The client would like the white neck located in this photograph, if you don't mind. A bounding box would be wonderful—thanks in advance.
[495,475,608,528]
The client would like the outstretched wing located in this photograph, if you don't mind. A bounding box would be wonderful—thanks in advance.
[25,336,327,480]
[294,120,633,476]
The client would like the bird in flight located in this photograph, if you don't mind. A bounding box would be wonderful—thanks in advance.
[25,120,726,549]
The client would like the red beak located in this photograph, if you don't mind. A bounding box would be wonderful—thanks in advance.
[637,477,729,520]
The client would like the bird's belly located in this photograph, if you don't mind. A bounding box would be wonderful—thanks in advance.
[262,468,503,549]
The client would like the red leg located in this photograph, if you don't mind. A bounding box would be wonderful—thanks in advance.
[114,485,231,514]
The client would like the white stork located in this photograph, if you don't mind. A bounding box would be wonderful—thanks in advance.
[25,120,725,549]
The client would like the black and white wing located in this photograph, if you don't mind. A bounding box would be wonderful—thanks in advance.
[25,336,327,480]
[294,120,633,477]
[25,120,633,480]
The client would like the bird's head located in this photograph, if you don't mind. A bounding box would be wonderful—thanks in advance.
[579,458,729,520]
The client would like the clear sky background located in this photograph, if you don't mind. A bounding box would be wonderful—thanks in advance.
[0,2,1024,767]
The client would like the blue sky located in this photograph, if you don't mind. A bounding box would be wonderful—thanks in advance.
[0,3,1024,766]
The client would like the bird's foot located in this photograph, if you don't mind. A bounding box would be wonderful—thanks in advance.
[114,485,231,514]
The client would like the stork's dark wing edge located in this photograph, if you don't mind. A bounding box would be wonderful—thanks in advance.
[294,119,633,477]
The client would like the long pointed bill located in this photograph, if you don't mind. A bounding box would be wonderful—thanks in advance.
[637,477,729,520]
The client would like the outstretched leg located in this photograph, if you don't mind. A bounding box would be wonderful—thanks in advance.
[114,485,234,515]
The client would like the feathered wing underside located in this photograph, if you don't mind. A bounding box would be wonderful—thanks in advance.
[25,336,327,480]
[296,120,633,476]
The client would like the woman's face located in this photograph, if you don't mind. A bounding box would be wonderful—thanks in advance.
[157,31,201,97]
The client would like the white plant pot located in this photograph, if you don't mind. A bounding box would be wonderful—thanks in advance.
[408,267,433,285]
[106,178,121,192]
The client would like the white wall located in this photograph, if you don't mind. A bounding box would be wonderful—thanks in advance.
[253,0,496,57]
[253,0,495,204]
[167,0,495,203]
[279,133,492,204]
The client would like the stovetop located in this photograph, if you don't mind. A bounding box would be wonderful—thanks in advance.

=-=-=

▶ TASK DETAILS
Update the records above by replacing every "client" with "customer", leaving everything else unchanged.

▶ THE RESULT
The customer would like the white neck located in this photograph, if you don't mind. A bounding box would be wonderful—thanks in advance.
[495,475,608,528]
The customer would like the outstretched wing located in this photograph, if you don't mind. A bounding box would be wonderful—thanks in advance.
[25,336,327,480]
[294,120,633,476]
The customer would like the bird in flight located in this photograph, if you don't mind. A bounding box would be wonderful—thanks in advance.
[25,120,726,549]
The customer would like the red beak located in this photograph, if you don't mind. A bounding box would be wonderful—thanks in advance.
[637,477,729,520]
The customer would like the bird's belly located in this photograph, if you don't mind. A bounding box would be wonderful—thanks in advance.
[262,468,503,549]
The customer would like the red leg located in this photograph, if you don't mind. A bounding box would be wonderful—thanks in advance.
[114,485,231,514]
The customer would like the white stork located in this photograph, if you don't mind. A bounding box would be wonderful—thanks in advance.
[25,120,725,549]
The customer would like the black and white wing located in this photograph, if you don't mind. A bounding box would be wonderful—thanks in advance.
[25,336,327,480]
[294,120,633,477]
[25,120,633,480]
The customer would like the bird's head located in this photograph, if you don't mind. A bounding box would be wonderful—thanks in advance.
[579,458,729,520]
The customer would like the clear sky background located in this photograph, if you don't mind. A bounding box would be wonderful—thanks in advance.
[0,2,1024,767]
The customer would like the blue sky located in this photograph, if you don't mind. A bounding box would be wonderful—thanks in advance.
[0,3,1024,766]
The customer would like the bird's foot located in this photograph, if you don't mind. A bounding box would be wonderful—thanks in advance.
[114,485,231,514]
The customer would like the stork's dark wing edge located in this photograph, if you don't mind. A bounding box would be wonderful—thanks in advance.
[294,119,633,477]
The customer would like the long pointed bill located in this photograph, if you don't mind. A bounding box would be wonderful—thanks in advance.
[637,477,729,520]
The customer would like the outstretched leg located in this photograph, if you don't mind. A bounding box would be wonderful—thanks in advance.
[114,485,234,515]
The customer would like the feathered wing underside located in this photograph, if you don't mind. A bounding box would be wonderful—thanks in advance.
[25,336,327,480]
[296,120,633,476]
The customer would like the woman's face located in this photograph, if you don't mind. A bounding box would be wonderful—thanks in advance.
[157,31,201,97]
The customer would like the white plant pot located in this photograph, if you don't mind. A bounding box would be wonderful—thanks in advance.
[408,267,433,285]
[106,178,121,192]
The customer would like the white wall located in this photograph, if you don't mind. A bounding box would be wonderful—thanks in advance.
[253,0,496,57]
[253,0,495,204]
[167,0,495,203]
[279,133,492,204]
The customer would like the stovetop located in this photograph, if you don't mind. A bounding box would be wonderful—thanks in advance.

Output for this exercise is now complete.